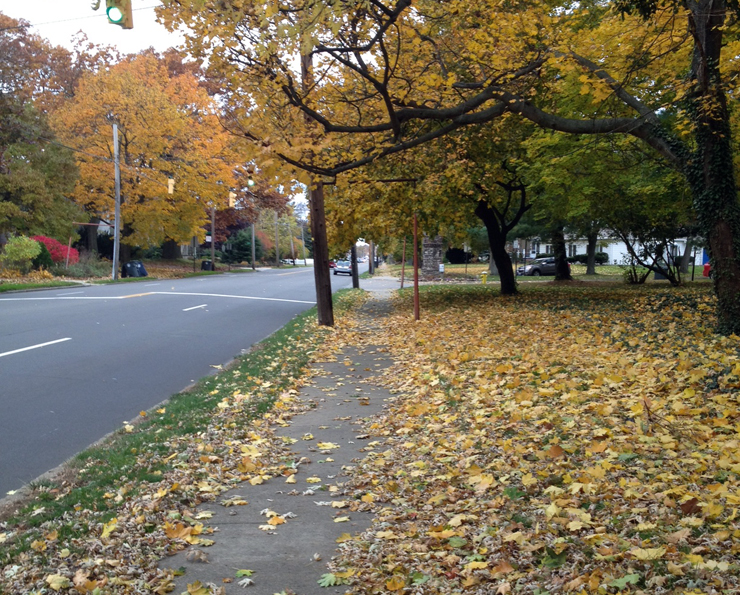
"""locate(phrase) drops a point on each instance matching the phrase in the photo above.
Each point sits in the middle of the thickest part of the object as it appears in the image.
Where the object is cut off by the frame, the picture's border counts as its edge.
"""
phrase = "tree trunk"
(686, 256)
(91, 235)
(355, 275)
(562, 270)
(592, 238)
(321, 269)
(497, 244)
(711, 173)
(171, 250)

**Problem statement:**
Leaving out the pictures, return the records exactly as given.

**Answer area:**
"""locate(phrase) drops a point on each instance matching the phrase in the photo above.
Each point sits in the middle of the thickest part of the object as it appears in the image.
Where the object is cut off by the frame, the picture's border counts as its edge.
"""
phrase = "tree trunk"
(686, 256)
(91, 235)
(355, 275)
(562, 270)
(592, 238)
(321, 269)
(497, 244)
(711, 173)
(171, 250)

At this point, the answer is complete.